=== Data provided ===

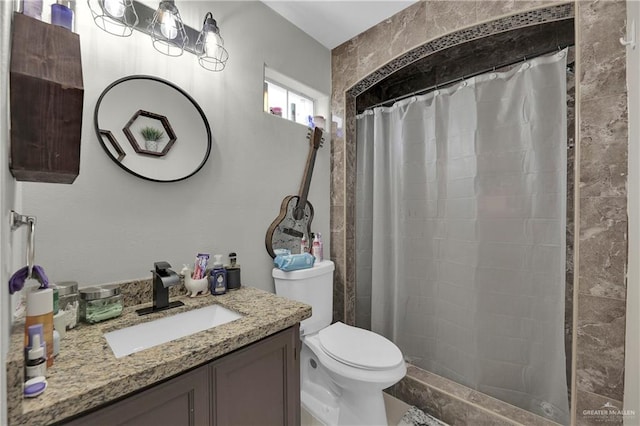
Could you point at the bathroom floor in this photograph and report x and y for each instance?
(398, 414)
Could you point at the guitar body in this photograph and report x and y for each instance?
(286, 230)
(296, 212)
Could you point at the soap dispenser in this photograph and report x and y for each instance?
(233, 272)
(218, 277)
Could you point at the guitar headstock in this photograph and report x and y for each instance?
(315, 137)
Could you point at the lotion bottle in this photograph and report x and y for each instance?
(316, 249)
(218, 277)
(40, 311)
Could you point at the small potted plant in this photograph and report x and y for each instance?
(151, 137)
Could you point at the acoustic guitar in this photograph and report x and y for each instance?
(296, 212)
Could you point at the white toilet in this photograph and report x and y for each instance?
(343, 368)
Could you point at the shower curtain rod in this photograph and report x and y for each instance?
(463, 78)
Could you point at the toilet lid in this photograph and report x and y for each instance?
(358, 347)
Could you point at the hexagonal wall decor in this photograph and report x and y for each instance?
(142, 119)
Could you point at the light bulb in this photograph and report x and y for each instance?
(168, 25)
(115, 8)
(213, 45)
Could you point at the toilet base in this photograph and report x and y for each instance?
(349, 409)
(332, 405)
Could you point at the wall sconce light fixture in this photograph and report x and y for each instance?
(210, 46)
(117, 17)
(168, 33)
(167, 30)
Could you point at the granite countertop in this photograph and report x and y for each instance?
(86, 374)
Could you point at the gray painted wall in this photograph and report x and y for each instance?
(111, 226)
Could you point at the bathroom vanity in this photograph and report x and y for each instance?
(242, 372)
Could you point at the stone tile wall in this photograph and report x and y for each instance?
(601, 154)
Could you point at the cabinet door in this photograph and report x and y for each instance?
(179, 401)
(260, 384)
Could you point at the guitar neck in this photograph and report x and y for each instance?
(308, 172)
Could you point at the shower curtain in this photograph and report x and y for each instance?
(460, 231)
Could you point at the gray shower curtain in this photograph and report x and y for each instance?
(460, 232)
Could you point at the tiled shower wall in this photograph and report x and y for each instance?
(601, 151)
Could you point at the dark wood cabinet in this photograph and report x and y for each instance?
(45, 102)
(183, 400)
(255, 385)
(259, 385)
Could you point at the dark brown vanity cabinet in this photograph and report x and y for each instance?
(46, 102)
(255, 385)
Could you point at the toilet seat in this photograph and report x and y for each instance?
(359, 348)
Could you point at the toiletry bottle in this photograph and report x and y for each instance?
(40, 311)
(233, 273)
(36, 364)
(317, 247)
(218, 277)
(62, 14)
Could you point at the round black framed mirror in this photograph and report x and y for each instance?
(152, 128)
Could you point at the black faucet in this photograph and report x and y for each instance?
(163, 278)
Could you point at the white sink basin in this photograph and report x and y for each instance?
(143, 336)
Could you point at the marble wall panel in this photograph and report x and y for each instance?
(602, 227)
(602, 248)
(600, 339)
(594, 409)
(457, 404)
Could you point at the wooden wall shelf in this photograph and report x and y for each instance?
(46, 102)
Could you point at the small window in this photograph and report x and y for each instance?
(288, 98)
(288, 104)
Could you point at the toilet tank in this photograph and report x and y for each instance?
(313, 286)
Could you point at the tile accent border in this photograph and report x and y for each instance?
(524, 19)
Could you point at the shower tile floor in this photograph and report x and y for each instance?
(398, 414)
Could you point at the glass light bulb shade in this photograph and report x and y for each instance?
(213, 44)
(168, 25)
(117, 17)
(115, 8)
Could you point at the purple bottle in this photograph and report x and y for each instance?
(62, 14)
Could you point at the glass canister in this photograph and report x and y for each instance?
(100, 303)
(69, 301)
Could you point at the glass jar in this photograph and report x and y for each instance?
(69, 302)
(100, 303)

===

→ **Work item**:
Without the pictures, return each entry exactly as given.

→ **Solution below**:
Could you point at the bathroom floor in this photograph and report x and y for each instance?
(398, 414)
Could you point at the guitar body in this photograph and report x and y for each instance?
(286, 230)
(296, 212)
Could you point at the soap dispenser in this photograph and report x and y for each instance?
(233, 272)
(218, 277)
Could you point at the guitar headstock in this photograph and report x and y for each instance?
(315, 137)
Could you point at the lotion bottle in this photograph and report x and y for each instance?
(316, 249)
(218, 277)
(40, 311)
Could you point at the small potted plant in this photograph and report x and y for each instance?
(151, 137)
Could you point at the acoustic guitar in this photograph and report x and y for each instance?
(296, 212)
Could you point at the white toilet in this photograph and report x and y for each instance?
(343, 368)
Could you point at the shower curtain rod in this photograph and report x and y for each instance?
(463, 78)
Could you point at the toilet lid in this photograph and report x and y for each instance?
(358, 347)
Could you point at the hexagonal wall decor in this photograph and report x and y for each instance?
(142, 119)
Could you point at the light bulb in this photograph and report x and y for each instance?
(168, 25)
(115, 8)
(213, 45)
Could you point at the toilet base in this photograph and report x and y for each instance?
(349, 409)
(332, 405)
Could you point at the wall sconce light fixture in this photograph and report x and y for each instance?
(210, 46)
(117, 17)
(168, 33)
(167, 30)
Could you point at the granite countertop in this photograph and report x and y for each instance?
(86, 374)
Could you point at the gray painted wall in this photograph and report x and y for each instance?
(111, 226)
Could you point at the bathroom vanity in this photograph and report x and y for each instance?
(242, 372)
Could you point at the stone tile wall in this photograph and report x and y for each instance?
(601, 154)
Could you point at the cabinet door in this photograph and report x and y for each instance?
(179, 401)
(260, 384)
Could you point at the guitar neck in this photograph and report x and y for each instance?
(308, 172)
Could you point at the shower curtain in this photograph and report x and y for each instance?
(460, 231)
Could you point at the gray shower curtain in this photograph and report x and y for each instance?
(460, 232)
Could you point at the tiled shower wall in this photograph and report x and y for each instance?
(601, 151)
Could you point at the dark wood cabinet in this photograph and report x and y for each instance?
(45, 102)
(183, 400)
(255, 385)
(259, 385)
Could you point at the dark brown vanity cabinet in this photograph and report x and y for each instance?
(46, 102)
(255, 385)
Could you point at the toilet seat in this photograph and report x and y for each instance?
(359, 348)
Could you point at the toiletry bottle in this photograph and report x and y for each instance?
(40, 311)
(233, 273)
(36, 364)
(317, 247)
(218, 277)
(62, 14)
Could you point at the round black framed mirror in this photograph and report x and y for each instance?
(152, 128)
Could you point at the black faucet in this photograph and report x and y for each instance?
(163, 278)
Could you point at the white sink basin in this photograph and report x and y for each instance?
(143, 336)
Could you point at the marble wall panel in this photograph and report x and y for each instance?
(602, 227)
(602, 248)
(600, 339)
(594, 409)
(457, 404)
Could you point at the wooden wall shelf in this photograph and report x and y for each instance?
(46, 102)
Could you point at the small window in this photograph and report x and y for each instance?
(288, 98)
(288, 104)
Could you point at the toilet tank in this photograph and report x and y for each instance?
(313, 286)
Could you point at the tile accent border in this photograph and report x and y for each instance?
(524, 19)
Could you point at the shower tile floor in this photograph and report x and y for each instance?
(398, 414)
Could you point at the glass light bulb shade in this photograph and report x and y for each instance?
(213, 44)
(168, 25)
(117, 17)
(115, 8)
Could you point at the purple bottle in this photograph and report x and y for each instance?
(62, 14)
Could you point at the glass canister in this photograph and report x and y for each instance?
(100, 303)
(69, 301)
Could you point at the glass jar in this photograph and report x and y for each instance?
(69, 302)
(100, 303)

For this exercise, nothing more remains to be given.